Excerpts from point annotation data.
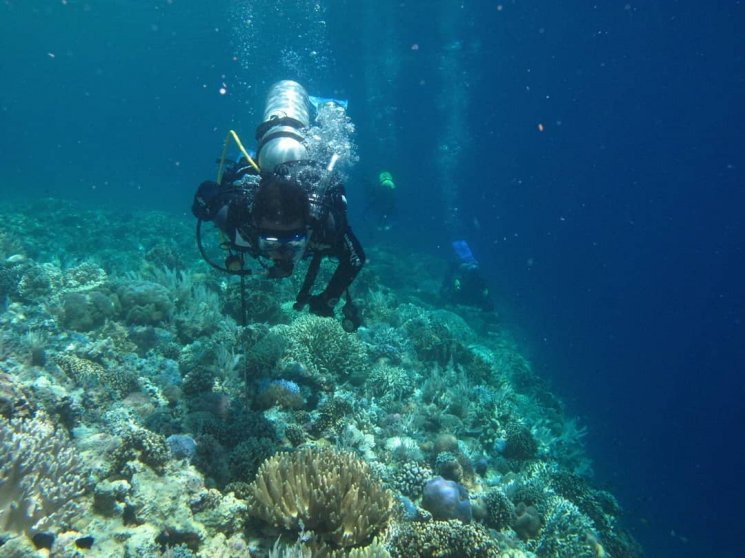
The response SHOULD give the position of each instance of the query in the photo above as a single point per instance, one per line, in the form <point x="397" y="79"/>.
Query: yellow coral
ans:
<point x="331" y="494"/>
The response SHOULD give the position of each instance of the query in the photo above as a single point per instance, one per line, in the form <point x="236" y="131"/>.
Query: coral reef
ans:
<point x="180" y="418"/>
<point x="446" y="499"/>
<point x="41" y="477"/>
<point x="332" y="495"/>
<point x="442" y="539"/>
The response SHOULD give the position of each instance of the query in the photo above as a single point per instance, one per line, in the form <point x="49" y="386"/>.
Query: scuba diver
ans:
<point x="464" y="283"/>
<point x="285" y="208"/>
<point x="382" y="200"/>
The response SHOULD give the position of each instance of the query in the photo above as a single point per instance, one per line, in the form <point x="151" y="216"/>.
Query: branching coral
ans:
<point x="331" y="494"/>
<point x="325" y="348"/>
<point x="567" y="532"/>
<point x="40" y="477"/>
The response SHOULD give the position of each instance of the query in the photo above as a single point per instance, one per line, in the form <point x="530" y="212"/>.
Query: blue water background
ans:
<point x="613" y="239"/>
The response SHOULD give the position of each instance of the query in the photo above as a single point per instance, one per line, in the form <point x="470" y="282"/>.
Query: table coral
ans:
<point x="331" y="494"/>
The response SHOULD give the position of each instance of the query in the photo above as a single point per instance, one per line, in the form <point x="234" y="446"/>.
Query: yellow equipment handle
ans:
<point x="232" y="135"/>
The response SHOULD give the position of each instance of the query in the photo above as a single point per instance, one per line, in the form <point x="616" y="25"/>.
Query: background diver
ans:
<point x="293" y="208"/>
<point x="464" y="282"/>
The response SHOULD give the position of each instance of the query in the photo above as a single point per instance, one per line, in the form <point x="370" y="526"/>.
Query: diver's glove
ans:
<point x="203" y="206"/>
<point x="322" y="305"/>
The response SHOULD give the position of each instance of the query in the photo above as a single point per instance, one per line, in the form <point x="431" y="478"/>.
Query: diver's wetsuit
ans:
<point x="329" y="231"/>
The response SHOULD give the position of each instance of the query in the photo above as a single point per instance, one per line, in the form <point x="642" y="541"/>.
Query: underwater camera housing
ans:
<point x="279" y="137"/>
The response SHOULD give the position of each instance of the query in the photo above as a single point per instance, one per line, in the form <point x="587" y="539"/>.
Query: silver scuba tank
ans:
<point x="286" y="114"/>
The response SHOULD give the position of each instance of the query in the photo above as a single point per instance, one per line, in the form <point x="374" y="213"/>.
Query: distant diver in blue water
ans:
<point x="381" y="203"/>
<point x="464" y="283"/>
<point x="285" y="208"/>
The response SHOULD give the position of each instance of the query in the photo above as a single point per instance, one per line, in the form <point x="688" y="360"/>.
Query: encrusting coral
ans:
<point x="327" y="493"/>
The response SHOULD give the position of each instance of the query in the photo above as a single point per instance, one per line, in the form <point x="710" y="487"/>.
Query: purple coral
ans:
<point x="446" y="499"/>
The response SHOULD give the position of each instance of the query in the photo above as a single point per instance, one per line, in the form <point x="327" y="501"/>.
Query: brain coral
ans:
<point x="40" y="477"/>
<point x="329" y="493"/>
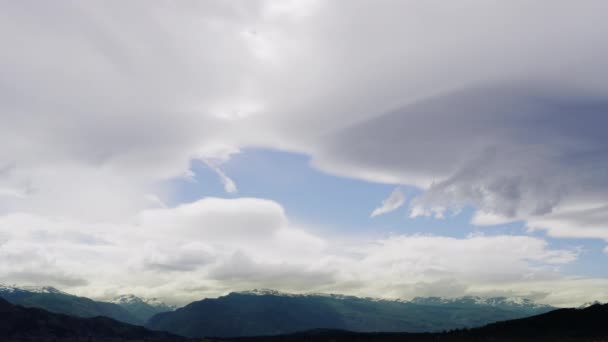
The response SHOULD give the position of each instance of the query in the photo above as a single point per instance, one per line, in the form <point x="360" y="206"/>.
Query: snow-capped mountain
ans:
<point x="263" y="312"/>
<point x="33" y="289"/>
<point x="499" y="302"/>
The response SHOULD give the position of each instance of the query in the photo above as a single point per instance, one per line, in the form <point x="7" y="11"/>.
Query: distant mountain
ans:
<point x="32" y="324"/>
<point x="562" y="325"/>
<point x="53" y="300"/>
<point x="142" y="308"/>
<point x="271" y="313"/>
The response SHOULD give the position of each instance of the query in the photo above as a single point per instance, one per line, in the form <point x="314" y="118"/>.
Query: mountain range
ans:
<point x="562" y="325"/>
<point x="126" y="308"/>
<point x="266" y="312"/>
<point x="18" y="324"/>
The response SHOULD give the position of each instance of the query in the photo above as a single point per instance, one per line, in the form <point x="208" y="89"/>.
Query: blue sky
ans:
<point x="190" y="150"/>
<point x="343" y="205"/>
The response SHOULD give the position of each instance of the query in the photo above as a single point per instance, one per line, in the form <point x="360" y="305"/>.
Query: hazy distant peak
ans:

EXERCISE OBJECTIVE.
Images in the records should not be copied. Repeat all the rest exactly.

EXERCISE RESULT.
The response SHOULD give the position of each instance of the query in the photo above as a single point per instance, one per line, in the form <point x="397" y="79"/>.
Query: yellow coral
ans:
<point x="331" y="494"/>
The response SHOULD give the position of each instance of the query in the photo above as a single point per instance, one per line, in the form <point x="236" y="131"/>.
Query: coral reef
ans:
<point x="180" y="418"/>
<point x="446" y="499"/>
<point x="41" y="477"/>
<point x="332" y="495"/>
<point x="442" y="539"/>
The response SHOULD give the position of each instance of the query in the photo above as a single point per instance, one per line, in the form <point x="49" y="386"/>.
Query: scuba diver
ans:
<point x="464" y="283"/>
<point x="285" y="208"/>
<point x="382" y="200"/>
The response SHOULD give the position of each instance of the query in the photo above as a single point per instance, one per line, in the form <point x="151" y="216"/>.
Query: branching coral
ans:
<point x="331" y="494"/>
<point x="325" y="348"/>
<point x="567" y="532"/>
<point x="40" y="477"/>
The response SHOULD give the position of each instance of the query in the photo above as a single point per instance, one per line, in the form <point x="530" y="212"/>.
Query: blue water background
ans:
<point x="613" y="239"/>
The response SHOULD give the position of each instance of the query in the photo above as a single point per instance, one per line, in the form <point x="470" y="282"/>.
Query: table coral
ans:
<point x="331" y="494"/>
The response SHOULD give the position of each instance of the query in the photo above as a single point per instance, one per line, in the form <point x="234" y="446"/>.
Query: yellow equipment handle
ans:
<point x="232" y="135"/>
The response SHOULD give the position of each instance of the query in the photo above as a single point per instance, one per line, in the form <point x="616" y="25"/>.
Query: background diver
ans:
<point x="293" y="208"/>
<point x="464" y="282"/>
The response SHOULD give the position of each instance of the query in the photo above as a single point per instance, one per line, in the form <point x="370" y="526"/>.
Query: diver's glove
ans:
<point x="203" y="206"/>
<point x="322" y="305"/>
The response SHOULD give the position of each instance of the query in the photo above as a single point per instance, one per line, in the form <point x="431" y="478"/>.
Query: diver's wetsuit
ans:
<point x="329" y="231"/>
The response SHOULD give the position of each instance of the query in the photo above as a single point per instance, one per line, in the form <point x="642" y="541"/>.
Query: underwater camera housing
ans:
<point x="279" y="137"/>
The response SHOULD give the position of each instance of the query in the photo above as a single point per instance, one per line, in the form <point x="587" y="539"/>.
Query: silver scuba tank
ans:
<point x="286" y="114"/>
The response SHOULD give the position of each instance of the query in the photo above as a single point per instance, one per line, in the form <point x="374" y="213"/>.
Query: distant diver in blue water
ans:
<point x="381" y="203"/>
<point x="464" y="283"/>
<point x="285" y="208"/>
The response SHOULD give the position of each instance of the query in the photo above as a single point per instance, one per line, in the form <point x="688" y="360"/>.
Query: encrusting coral
ans:
<point x="327" y="493"/>
The response SHOULD give the position of each instance of the query in the photo above as a single point per instance, one per line, in the form <point x="710" y="487"/>.
Query: purple coral
ans:
<point x="446" y="499"/>
The response SHOULD give the position of each instance of the query in the photo above as a single point per instance, one per line, in the form <point x="327" y="501"/>.
Query: brain coral
ans:
<point x="40" y="477"/>
<point x="329" y="493"/>
The response SHOULD give the position of each instance of the query in the photo above as a single point per instance, one per line, in the form <point x="360" y="206"/>.
Query: snow-capped mountain
ans:
<point x="263" y="312"/>
<point x="33" y="289"/>
<point x="499" y="302"/>
The response SHOULD give the position of each instance of the query in the photo above as a single point per instance, one per line, in the form <point x="7" y="11"/>.
Query: distant mountain
ans:
<point x="32" y="324"/>
<point x="562" y="325"/>
<point x="53" y="300"/>
<point x="142" y="308"/>
<point x="271" y="313"/>
The response SHOULD give the position of each instance of the query in the photo above as a single point per instance, one per line, in the form <point x="314" y="118"/>.
Query: mountain range
ans:
<point x="562" y="325"/>
<point x="126" y="308"/>
<point x="266" y="312"/>
<point x="18" y="324"/>
The response SHOULD give the position of each instance of the query in the photo above as a single point per instance, one per line, in the form <point x="208" y="89"/>.
Query: blue sky
ans:
<point x="190" y="150"/>
<point x="343" y="205"/>
The response SHOULD give the position of each instance of the query in the photo above as a single point per instance, one per line, in the form <point x="360" y="305"/>.
Query: hazy distant peak
ans:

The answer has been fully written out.